===== Data entries

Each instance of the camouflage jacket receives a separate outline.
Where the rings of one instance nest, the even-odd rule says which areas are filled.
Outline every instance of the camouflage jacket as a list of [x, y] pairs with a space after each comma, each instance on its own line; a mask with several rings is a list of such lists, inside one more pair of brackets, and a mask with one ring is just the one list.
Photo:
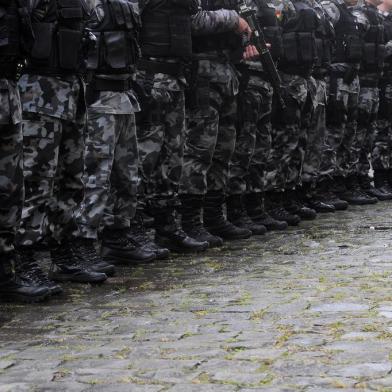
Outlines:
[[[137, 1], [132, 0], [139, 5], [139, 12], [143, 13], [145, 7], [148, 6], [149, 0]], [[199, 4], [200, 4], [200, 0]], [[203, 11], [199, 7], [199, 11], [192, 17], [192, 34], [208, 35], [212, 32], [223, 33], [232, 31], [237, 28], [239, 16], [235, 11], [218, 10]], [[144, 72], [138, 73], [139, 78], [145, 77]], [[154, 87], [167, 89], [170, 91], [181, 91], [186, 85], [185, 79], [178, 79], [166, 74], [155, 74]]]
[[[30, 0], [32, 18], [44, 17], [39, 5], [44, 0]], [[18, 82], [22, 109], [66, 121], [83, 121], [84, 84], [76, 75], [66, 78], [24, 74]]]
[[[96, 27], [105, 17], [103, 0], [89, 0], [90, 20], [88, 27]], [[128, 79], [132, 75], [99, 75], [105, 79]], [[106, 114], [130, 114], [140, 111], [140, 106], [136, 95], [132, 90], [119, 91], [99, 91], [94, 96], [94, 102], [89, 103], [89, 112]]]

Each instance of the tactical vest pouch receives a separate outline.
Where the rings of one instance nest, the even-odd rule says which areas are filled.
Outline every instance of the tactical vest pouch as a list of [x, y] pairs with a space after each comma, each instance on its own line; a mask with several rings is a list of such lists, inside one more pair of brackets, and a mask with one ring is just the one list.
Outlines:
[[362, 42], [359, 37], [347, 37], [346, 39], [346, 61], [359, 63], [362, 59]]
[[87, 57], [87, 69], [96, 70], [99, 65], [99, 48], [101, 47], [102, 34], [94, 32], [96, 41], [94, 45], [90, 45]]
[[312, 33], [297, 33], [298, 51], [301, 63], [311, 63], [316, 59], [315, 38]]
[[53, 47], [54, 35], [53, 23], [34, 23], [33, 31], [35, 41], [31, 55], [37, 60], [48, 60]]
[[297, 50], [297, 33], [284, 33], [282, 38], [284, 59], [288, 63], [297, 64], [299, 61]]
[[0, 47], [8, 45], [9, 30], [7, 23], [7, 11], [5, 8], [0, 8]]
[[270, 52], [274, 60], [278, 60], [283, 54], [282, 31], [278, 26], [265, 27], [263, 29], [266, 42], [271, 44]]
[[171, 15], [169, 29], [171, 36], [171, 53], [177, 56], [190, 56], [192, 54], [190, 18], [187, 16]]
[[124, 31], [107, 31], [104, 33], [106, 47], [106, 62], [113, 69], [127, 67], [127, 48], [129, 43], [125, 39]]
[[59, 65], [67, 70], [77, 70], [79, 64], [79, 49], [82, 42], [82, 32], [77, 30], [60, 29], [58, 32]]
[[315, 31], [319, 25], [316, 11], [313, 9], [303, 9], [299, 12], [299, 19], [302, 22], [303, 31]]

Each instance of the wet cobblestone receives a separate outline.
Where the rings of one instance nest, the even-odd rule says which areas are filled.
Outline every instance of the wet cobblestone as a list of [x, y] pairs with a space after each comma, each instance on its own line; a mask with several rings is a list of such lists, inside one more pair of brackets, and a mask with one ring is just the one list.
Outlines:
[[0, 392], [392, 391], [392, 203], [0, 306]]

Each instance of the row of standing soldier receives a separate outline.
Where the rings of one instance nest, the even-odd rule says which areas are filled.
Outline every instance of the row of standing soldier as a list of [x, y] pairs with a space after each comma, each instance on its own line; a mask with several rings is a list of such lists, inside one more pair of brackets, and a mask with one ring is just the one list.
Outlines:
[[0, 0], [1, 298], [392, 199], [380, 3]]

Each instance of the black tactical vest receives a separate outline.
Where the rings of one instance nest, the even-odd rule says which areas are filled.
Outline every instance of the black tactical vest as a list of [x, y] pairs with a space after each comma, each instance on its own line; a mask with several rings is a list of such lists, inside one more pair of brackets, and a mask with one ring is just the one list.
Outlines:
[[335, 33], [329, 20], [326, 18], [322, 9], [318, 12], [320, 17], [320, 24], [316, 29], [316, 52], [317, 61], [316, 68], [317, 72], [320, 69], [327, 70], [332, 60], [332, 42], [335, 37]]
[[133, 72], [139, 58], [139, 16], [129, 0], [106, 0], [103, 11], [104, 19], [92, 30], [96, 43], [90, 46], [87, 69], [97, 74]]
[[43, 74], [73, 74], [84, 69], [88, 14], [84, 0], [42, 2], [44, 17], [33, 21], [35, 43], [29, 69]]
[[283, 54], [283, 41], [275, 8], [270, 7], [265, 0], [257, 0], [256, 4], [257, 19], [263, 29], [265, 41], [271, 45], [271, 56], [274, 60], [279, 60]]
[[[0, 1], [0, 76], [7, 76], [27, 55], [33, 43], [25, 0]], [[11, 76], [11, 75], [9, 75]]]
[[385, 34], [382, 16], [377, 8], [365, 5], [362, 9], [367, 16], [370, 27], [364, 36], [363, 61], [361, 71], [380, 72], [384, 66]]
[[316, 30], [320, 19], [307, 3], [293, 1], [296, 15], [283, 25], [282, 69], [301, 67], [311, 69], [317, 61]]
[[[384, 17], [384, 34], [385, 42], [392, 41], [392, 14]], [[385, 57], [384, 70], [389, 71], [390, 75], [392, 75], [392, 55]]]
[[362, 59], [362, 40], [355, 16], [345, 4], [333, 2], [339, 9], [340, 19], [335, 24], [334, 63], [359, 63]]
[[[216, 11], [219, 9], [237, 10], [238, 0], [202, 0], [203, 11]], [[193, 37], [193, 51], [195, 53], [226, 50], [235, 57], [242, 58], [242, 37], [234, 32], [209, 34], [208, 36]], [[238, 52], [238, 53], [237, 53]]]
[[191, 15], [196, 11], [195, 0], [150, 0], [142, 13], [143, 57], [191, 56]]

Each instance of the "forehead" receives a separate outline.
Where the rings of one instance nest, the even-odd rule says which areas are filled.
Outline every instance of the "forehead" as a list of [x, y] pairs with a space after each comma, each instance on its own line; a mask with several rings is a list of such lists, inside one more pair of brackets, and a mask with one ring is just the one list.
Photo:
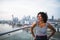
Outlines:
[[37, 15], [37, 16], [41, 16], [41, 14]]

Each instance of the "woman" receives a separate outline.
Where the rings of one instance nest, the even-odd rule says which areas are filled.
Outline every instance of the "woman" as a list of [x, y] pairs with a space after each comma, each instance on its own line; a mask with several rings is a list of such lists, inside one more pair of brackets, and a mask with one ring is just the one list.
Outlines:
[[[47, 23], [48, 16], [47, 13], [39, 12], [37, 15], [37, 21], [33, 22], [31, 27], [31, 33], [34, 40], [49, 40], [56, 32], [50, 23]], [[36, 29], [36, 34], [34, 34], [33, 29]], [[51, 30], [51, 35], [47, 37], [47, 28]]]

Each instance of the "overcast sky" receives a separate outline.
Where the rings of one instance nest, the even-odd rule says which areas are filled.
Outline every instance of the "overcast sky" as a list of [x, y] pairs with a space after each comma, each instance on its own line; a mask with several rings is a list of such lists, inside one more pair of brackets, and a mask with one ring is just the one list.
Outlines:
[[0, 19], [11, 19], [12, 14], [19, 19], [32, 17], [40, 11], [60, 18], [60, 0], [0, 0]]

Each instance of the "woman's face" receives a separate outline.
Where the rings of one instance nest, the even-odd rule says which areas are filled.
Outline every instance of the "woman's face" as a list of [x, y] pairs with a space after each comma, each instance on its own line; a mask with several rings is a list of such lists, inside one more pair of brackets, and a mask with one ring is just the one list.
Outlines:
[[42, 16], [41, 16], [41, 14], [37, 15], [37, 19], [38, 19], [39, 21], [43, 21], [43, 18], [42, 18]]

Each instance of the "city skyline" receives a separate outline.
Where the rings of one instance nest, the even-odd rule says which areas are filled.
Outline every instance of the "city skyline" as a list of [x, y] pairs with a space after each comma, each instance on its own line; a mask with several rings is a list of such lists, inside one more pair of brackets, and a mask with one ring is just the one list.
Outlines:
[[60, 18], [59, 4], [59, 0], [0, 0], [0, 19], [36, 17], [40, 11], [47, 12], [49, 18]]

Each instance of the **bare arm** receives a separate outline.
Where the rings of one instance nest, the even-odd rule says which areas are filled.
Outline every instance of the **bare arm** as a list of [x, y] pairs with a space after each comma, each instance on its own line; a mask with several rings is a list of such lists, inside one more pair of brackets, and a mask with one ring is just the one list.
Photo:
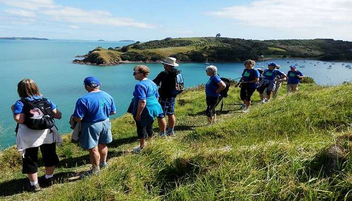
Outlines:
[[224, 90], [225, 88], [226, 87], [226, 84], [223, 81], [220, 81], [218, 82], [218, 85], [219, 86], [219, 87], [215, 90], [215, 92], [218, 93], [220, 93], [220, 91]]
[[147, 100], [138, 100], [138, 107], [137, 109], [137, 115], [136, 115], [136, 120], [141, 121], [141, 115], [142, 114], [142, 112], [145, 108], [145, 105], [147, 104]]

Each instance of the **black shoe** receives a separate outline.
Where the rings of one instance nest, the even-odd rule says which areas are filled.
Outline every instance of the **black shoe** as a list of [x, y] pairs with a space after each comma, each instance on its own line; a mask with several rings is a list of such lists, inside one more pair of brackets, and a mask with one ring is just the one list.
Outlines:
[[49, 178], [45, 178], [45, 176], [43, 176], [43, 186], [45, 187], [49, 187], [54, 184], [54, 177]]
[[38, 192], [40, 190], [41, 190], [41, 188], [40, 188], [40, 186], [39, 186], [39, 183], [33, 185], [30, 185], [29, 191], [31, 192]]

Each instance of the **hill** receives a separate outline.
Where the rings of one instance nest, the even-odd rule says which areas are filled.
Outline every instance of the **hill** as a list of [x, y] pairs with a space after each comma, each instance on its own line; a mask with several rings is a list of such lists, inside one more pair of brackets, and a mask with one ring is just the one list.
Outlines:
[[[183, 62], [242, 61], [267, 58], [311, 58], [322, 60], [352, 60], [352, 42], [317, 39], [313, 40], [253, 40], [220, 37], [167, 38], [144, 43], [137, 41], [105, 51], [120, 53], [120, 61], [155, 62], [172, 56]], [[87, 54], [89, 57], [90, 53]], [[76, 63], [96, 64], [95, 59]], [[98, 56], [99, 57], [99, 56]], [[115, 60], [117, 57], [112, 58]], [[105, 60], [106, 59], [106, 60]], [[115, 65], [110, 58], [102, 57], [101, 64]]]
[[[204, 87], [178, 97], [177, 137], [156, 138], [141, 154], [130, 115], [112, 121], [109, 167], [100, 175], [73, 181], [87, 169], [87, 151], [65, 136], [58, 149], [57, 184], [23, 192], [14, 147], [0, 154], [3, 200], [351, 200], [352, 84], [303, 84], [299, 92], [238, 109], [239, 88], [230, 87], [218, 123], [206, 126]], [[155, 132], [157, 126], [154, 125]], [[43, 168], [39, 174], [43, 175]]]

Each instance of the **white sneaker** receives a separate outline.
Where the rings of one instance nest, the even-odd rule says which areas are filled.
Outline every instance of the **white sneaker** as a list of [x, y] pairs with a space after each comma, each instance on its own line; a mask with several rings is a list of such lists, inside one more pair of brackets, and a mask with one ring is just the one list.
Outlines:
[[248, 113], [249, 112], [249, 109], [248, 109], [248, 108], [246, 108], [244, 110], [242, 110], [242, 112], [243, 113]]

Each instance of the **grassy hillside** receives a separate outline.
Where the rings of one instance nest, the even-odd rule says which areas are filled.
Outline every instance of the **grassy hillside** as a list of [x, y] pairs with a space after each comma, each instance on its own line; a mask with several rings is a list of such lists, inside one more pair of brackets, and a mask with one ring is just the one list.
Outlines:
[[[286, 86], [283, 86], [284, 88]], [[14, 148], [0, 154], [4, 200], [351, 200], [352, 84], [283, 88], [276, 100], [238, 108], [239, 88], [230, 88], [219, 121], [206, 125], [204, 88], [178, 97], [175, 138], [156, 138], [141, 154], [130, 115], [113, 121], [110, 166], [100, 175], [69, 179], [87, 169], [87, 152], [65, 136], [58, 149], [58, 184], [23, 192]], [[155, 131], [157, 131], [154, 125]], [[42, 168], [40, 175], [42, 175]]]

==========

## What this task involves
Reproduce the lines from the line with "Each instance of the tactical" to the line with "[[0, 392], [392, 391], [392, 203], [0, 306]]", changing "pouch" to "pocket" and leaving all else unaltered.

## Full response
Each instance of the tactical vest pocket receives a separate outline.
Where the rings of one instance nest, the even-odd rule says which areas are filled.
Outline every instance of the tactical vest pocket as a list of [x, y] pairs with a space after each comma, each instance on its own line; a mask with several rings is a list of such lists, inside one more pair of brackets, and a mask with one ring is just the one list.
Outlines:
[[362, 42], [359, 37], [347, 37], [346, 39], [346, 61], [359, 63], [362, 59]]
[[87, 57], [87, 69], [96, 70], [99, 65], [99, 48], [101, 47], [102, 34], [94, 32], [96, 41], [94, 45], [90, 45]]
[[312, 33], [297, 33], [298, 51], [301, 63], [311, 63], [316, 59], [315, 38]]
[[53, 47], [54, 35], [53, 23], [34, 23], [33, 31], [35, 41], [31, 55], [37, 60], [48, 60]]
[[297, 50], [297, 33], [284, 33], [282, 38], [284, 59], [288, 63], [297, 64], [299, 61]]
[[0, 47], [8, 45], [9, 30], [7, 23], [7, 11], [5, 8], [0, 8]]
[[270, 52], [274, 60], [278, 60], [283, 54], [282, 31], [278, 26], [265, 27], [263, 29], [266, 42], [271, 44]]
[[171, 15], [169, 29], [171, 36], [171, 53], [177, 56], [190, 56], [192, 54], [190, 18], [187, 16]]
[[124, 31], [107, 31], [104, 33], [106, 47], [106, 62], [113, 69], [127, 67], [127, 48], [129, 43], [125, 39]]
[[59, 65], [67, 70], [77, 70], [79, 64], [79, 49], [82, 42], [82, 32], [77, 30], [60, 29], [58, 32]]
[[315, 31], [319, 25], [316, 11], [313, 9], [303, 9], [299, 12], [299, 19], [302, 22], [303, 31]]

Each instance of the wet cobblestone receives a separate outline.
Where the rings of one instance nest, the even-odd rule says which areas are filled.
Outline every instance of the wet cobblestone as a list of [x, y] pairs with a space after each comma, each instance on its own line; a mask with several rings is a list of such lists, inside one more pair of brackets, and a mask with one ring is just the one list.
Outlines:
[[0, 392], [392, 391], [392, 203], [0, 306]]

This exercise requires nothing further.